投稿者 医療法人 谷口医院 T.I.C. | 記事URL

2023年4月22日 土曜日

第236回(2023年4月) これからの性感染症対策~mpox, DoxyPEP, HIV~

 2023年3月下旬、肛門周囲にびらん(ただれたような状態)のある患者さんが受診し、診断はmpoxでした。この新しい(性)感染症は、感染性が桁違いに強く、この患者さんの場合は自らが疑ってくれていたので事なきを得ましたが、もしもそうでなかった場合は、(新型コロナウイルスの初期のように)谷口医院が「数週間の閉鎖」をしなければならなかったかもしれません。

 2021年より問い合わせが増えだした「DoxyPEP」。最近ますます希望者が増えています。しかし、この予防法は気軽におこなうべきではありません。

記録:
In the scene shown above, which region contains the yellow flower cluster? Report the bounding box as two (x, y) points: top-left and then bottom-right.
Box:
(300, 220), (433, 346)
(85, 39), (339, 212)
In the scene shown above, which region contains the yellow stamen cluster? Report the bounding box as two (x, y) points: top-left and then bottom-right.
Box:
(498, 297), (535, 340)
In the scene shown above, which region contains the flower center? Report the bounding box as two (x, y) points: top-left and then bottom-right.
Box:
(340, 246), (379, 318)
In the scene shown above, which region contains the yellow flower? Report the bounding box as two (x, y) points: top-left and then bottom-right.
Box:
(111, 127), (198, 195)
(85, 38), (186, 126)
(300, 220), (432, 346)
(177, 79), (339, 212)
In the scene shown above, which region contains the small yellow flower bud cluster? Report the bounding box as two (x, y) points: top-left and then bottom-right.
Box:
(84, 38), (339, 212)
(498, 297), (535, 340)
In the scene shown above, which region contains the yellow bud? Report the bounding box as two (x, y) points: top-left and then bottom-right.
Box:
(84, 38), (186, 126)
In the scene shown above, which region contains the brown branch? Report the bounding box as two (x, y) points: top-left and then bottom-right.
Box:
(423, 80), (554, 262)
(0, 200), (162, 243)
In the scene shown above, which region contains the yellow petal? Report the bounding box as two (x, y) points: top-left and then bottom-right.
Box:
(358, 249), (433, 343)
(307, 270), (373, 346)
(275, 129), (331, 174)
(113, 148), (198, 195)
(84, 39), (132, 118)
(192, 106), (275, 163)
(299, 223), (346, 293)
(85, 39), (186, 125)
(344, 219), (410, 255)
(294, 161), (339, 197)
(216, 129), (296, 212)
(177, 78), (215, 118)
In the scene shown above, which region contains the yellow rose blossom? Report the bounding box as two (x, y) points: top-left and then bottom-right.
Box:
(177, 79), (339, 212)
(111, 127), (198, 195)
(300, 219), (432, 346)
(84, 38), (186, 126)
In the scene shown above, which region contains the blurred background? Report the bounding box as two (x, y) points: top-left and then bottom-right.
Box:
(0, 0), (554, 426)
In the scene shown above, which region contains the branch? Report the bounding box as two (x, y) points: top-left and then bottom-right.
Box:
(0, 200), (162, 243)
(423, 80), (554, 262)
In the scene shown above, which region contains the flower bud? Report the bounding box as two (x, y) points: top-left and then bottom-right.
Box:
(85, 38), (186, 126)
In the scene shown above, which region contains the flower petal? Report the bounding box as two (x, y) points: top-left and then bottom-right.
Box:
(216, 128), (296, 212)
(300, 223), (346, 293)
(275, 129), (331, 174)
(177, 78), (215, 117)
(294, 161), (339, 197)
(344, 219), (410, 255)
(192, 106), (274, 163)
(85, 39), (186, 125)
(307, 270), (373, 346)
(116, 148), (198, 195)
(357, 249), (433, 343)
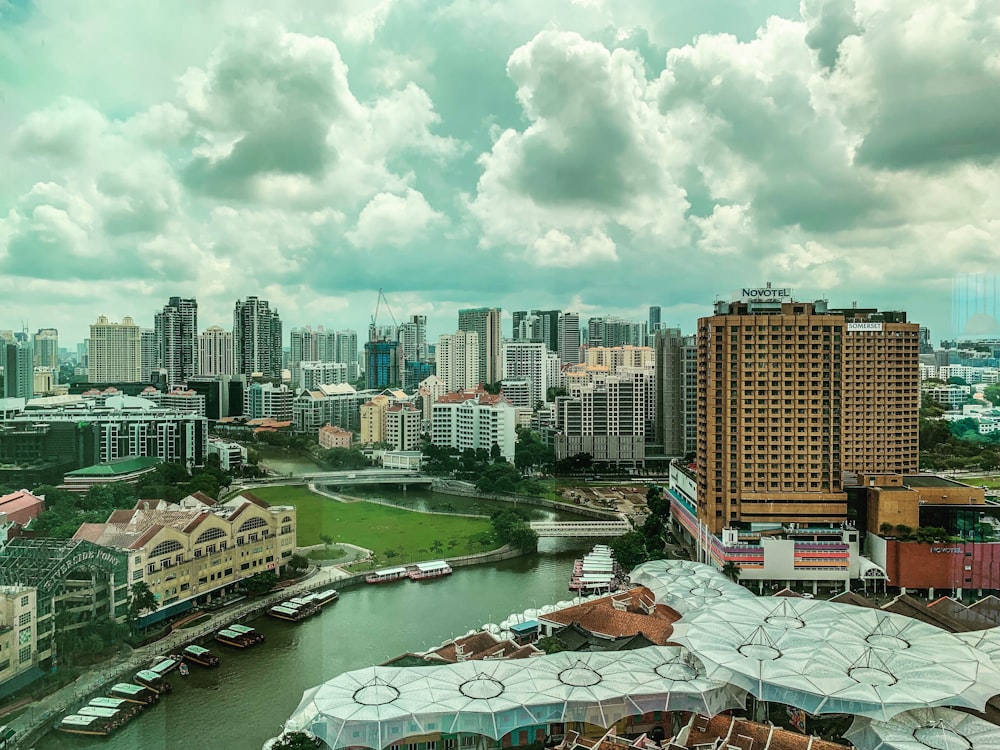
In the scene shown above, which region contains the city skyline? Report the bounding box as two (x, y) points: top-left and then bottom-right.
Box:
(0, 0), (1000, 341)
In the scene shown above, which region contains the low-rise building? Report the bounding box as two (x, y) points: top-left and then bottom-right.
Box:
(317, 424), (354, 450)
(73, 492), (296, 625)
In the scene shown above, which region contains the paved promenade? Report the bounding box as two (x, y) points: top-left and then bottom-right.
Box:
(8, 566), (350, 748)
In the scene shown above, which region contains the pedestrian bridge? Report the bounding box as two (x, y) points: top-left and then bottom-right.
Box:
(530, 521), (632, 537)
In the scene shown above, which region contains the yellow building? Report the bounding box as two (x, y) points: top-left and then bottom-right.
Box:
(74, 492), (296, 624)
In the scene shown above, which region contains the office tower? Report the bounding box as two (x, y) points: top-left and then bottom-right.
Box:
(648, 305), (663, 336)
(233, 297), (282, 378)
(399, 315), (427, 362)
(697, 290), (919, 534)
(559, 312), (580, 365)
(653, 328), (698, 457)
(139, 328), (160, 383)
(198, 326), (233, 376)
(458, 307), (503, 383)
(32, 328), (59, 373)
(154, 297), (198, 386)
(365, 340), (401, 388)
(436, 331), (480, 393)
(88, 315), (142, 383)
(333, 328), (358, 383)
(0, 336), (35, 400)
(503, 341), (549, 407)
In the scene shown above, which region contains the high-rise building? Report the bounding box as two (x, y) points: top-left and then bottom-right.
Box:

取り組む課題:
1/ 原文のうち、「第236回(2023年4月) これからの性感染症対策~mpox, DoxyPEP, HIV~」から「おこなうべきではありません。」までを、両端を含めてそのまま書き写してください。
2/ 次の(a)〜(c)が原文の内容と一致するかを「はい」か「いいえ」で答え、判断の決め手となる原文の語句をそのまま引用してください。(a) 肛門周囲にびらんのある患者が2023年3月下旬に受診し、mpoxと診断された。(b) 谷口医院は、この患者の受診後に数週間閉鎖された。(c) DoxyPEPは気軽におこなってよい予防法である。
記録は原文とは別個の資料です。

記述による解答:
1/
第236回(2023年4月) これからの性感染症対策~mpox, DoxyPEP, HIV~

 2023年3月下旬、肛門周囲にびらん(ただれたような状態)のある患者さんが受診し、診断はmpoxでした。この新しい(性)感染症は、感染性が桁違いに強く、この患者さんの場合は自らが疑ってくれていたので事なきを得ましたが、もしもそうでなかった場合は、(新型コロナウイルスの初期のように)谷口医院が「数週間の閉鎖」をしなければならなかったかもしれません。

 2021年より問い合わせが増えだした「DoxyPEP」。最近ますます希望者が増えています。しかし、この予防法は気軽におこなうべきではありません。

2/
(a) はい。「2023年3月下旬、肛門周囲にびらん(ただれたような状態)のある患者さんが受診し、診断はmpoxでした」
(b) いいえ。「事なきを得ましたが」
(c) いいえ。「この予防法は気軽におこなうべきではありません」